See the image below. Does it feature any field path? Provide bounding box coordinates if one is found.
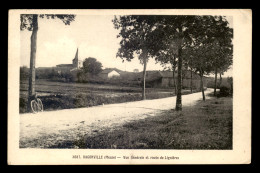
[20,89,213,148]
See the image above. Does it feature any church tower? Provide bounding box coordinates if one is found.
[72,48,83,69]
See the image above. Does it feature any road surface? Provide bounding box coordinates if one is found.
[20,89,213,148]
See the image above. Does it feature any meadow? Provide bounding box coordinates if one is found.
[19,79,194,113]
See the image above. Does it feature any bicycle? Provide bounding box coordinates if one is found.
[31,94,43,114]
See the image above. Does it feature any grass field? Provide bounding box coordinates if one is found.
[20,79,196,113]
[48,94,232,149]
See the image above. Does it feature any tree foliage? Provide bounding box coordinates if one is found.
[20,14,76,31]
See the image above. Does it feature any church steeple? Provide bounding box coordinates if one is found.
[72,48,79,68]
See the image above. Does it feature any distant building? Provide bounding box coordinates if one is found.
[56,49,83,73]
[137,70,207,89]
[99,69,120,79]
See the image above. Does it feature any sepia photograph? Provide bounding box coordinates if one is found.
[8,10,252,164]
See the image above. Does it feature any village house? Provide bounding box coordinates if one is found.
[98,68,120,79]
[56,49,83,74]
[138,70,207,89]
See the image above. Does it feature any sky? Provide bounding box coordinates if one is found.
[20,15,233,77]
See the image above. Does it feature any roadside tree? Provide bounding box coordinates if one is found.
[20,14,75,111]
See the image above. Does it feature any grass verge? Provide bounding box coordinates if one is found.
[52,97,232,149]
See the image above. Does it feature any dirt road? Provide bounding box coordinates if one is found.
[20,89,213,148]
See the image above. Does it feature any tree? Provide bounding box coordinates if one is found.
[82,57,102,75]
[155,47,177,94]
[151,15,204,111]
[20,14,75,111]
[208,16,233,96]
[113,15,158,100]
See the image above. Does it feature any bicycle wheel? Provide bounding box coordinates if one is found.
[31,100,38,114]
[37,98,43,112]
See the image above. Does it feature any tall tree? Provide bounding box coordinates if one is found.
[113,15,160,100]
[208,16,233,96]
[155,46,177,94]
[20,14,75,112]
[152,15,201,111]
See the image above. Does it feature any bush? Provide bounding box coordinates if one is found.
[219,86,231,97]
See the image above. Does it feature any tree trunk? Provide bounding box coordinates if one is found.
[214,67,218,96]
[190,68,193,93]
[200,70,206,101]
[219,73,222,87]
[175,48,182,111]
[142,55,147,100]
[172,66,177,95]
[27,15,38,112]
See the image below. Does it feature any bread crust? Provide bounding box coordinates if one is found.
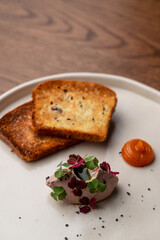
[0,102,80,161]
[32,80,117,142]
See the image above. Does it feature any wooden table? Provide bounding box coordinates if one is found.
[0,0,160,94]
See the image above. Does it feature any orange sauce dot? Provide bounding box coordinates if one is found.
[121,139,154,167]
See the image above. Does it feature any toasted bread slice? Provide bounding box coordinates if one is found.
[0,102,79,161]
[32,80,117,142]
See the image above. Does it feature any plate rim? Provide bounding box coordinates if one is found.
[0,72,160,102]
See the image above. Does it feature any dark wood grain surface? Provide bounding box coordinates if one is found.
[0,0,160,94]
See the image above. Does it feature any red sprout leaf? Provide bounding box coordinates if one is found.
[80,206,91,213]
[69,159,84,168]
[73,188,82,197]
[89,198,96,208]
[79,197,89,205]
[67,157,77,165]
[100,162,111,172]
[68,178,77,189]
[77,180,87,189]
[110,171,119,175]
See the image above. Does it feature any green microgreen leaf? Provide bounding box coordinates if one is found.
[87,178,98,188]
[53,186,65,195]
[62,163,70,167]
[84,156,94,162]
[62,169,71,172]
[58,191,67,200]
[98,183,106,192]
[93,158,99,167]
[54,170,63,178]
[86,161,95,170]
[51,192,57,201]
[89,188,98,193]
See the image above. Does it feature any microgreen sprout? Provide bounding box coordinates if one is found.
[84,156,99,170]
[87,178,106,193]
[54,162,70,178]
[51,186,66,201]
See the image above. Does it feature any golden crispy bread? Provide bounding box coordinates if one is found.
[32,80,117,142]
[0,102,79,161]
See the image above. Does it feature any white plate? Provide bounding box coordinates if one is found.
[0,73,160,240]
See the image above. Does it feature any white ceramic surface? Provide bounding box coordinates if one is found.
[0,73,160,240]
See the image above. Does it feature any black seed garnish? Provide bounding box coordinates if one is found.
[51,105,63,113]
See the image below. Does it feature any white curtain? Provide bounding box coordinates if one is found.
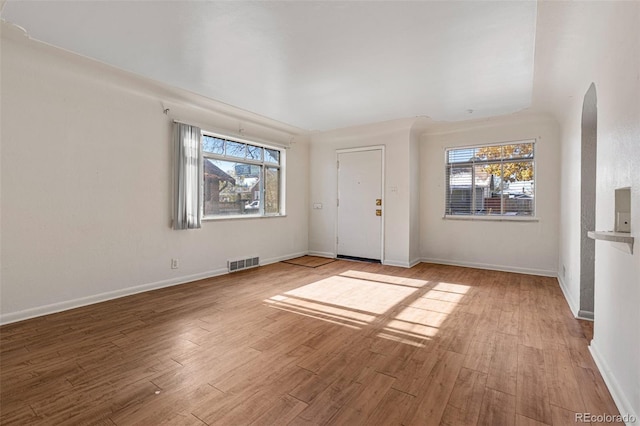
#####
● Stated goal: Please reproduce every row above word for word, leaving out the pictures.

● Exercise result:
See the image below. Does it feature any field path? Provide bounding box coordinates if one is found.
[20,89,213,148]
See the image above. Does it feature any church tower? Provide bounding box coordinates if one is found.
[72,48,83,69]
See the image above. Does it feature any road surface? Provide bounding box coordinates if one is found.
[20,89,213,148]
See the image above. Does it feature any meadow? Provide bounding box coordinates if one is found.
[19,79,194,113]
See the image above. Does it feature any bicycle? Provide bounding box coordinates if one is found.
[31,94,43,114]
See the image above. Does it feature any grass field? Provide bounding box coordinates if one is found.
[20,79,196,113]
[48,94,232,149]
See the image above. Does it feature any tree foliage? Provide bounding box coordinates if one is found.
[20,14,76,31]
See the image above. Does it feature any church steeple? Provide bounding box coordinates if one is found.
[72,48,79,68]
See the image above. Does it feature any distant building? Provide bounding box coordinates if one is found.
[56,49,83,73]
[137,70,207,89]
[99,69,120,79]
See the image above. Does it feature any sepia photograph? Provide bounding box coordinates if one is found.
[8,10,252,164]
See the image above. Does it feature any village house? Provide bounding box coordinates if one is found.
[98,68,120,79]
[56,49,83,74]
[138,70,207,89]
See the image above. Does it feature any sky? Provide bounding box coordinates if one is found.
[20,15,233,77]
See the image above. Does it feature any roadside tree? Provide bounding box coordinates if one is found.
[20,14,75,111]
See the image above. Does it feature any grass verge? Provide bounding box coordinates if one is found.
[52,97,232,149]
See the image above. Does it feature any dirt road? Provide bounding box coordinates if one is found.
[20,89,213,148]
See the image above. Does it feature any tree? Provide bounding box coordinates if one is found.
[82,57,102,75]
[155,47,177,94]
[151,15,204,111]
[20,14,75,111]
[208,16,233,96]
[113,15,158,100]
See the image above. Does it feature any bicycle wheel? Provide bounding box coordinates if one is found.
[31,100,38,114]
[37,98,43,112]
See the image above. Does it feature any tall tree? Provide bounding box coordinates if one is found.
[113,15,160,100]
[208,16,233,96]
[155,46,177,94]
[20,14,75,112]
[152,15,201,111]
See the image above. Does it feature any bush? Provide bounding box coordinates if one is found.
[219,86,231,97]
See the image above. Does it feature any tree trunk? Provide bounding box coordinates if one is found.
[214,67,218,96]
[190,68,193,93]
[200,70,206,101]
[219,73,222,87]
[175,48,182,111]
[142,55,147,100]
[172,66,177,95]
[27,15,38,112]
See the image below. Does it feature any bread crust? Provide bounding box coordinates if one is found.
[0,102,80,161]
[32,80,117,142]
See the image above. Does it feature any wooden table? Provide bounding box coordinates if one is found.
[0,0,160,94]
See the image above. Does it feature any orange sauce dot? Provide bounding box coordinates if one is found.
[121,139,154,167]
See the image above. Does it feature any toasted bread slice? Provide bounding box coordinates if one is found.
[0,102,79,161]
[32,80,117,142]
See the image above. Does it feature any plate rim? Provide bounding box coordinates if one is found.
[0,72,160,102]
See the image above. Does it feature any dark wood grain surface? Provide bounding box coordinates if one is found.
[0,0,160,94]
See the image above. Does it feature any red sprout leaf? Provide bounding box coordinates if one is found.
[80,206,91,213]
[69,159,84,168]
[73,188,82,197]
[89,198,96,208]
[79,197,89,205]
[67,157,77,165]
[100,162,111,172]
[68,178,77,189]
[77,180,87,189]
[110,171,119,175]
See the image above. Does it feature any green microgreen leaf? Provide bounding box coordinates if one is found.
[87,178,98,188]
[53,186,65,195]
[62,163,70,167]
[84,156,94,162]
[62,169,71,172]
[58,191,67,200]
[98,183,106,192]
[93,158,99,167]
[54,170,63,178]
[86,161,95,170]
[51,192,57,201]
[89,188,98,193]
See the image above. Does it feature any microgreen sprout? Provide bounding box coordinates if one is found.
[84,156,99,170]
[87,178,106,193]
[54,162,70,178]
[51,186,66,201]
See the image above. Does it feature any golden crispy bread? Provide bounding box coordinates if one is found.
[32,80,117,142]
[0,102,79,161]
See the image above. Does it feature any white plate? Provide bounding box coordinates if one is found.
[0,73,160,240]
See the image above. Does it feature any white ceramic surface? Provide bounding box coordinates if one is found.
[0,73,160,240]
See the image above. Does it feature any black seed garnish? Provide bounding box coordinates if one is found.
[51,105,63,113]
See the image below. Does it feature any white curtain? Provide bounding box coordinates if one is found.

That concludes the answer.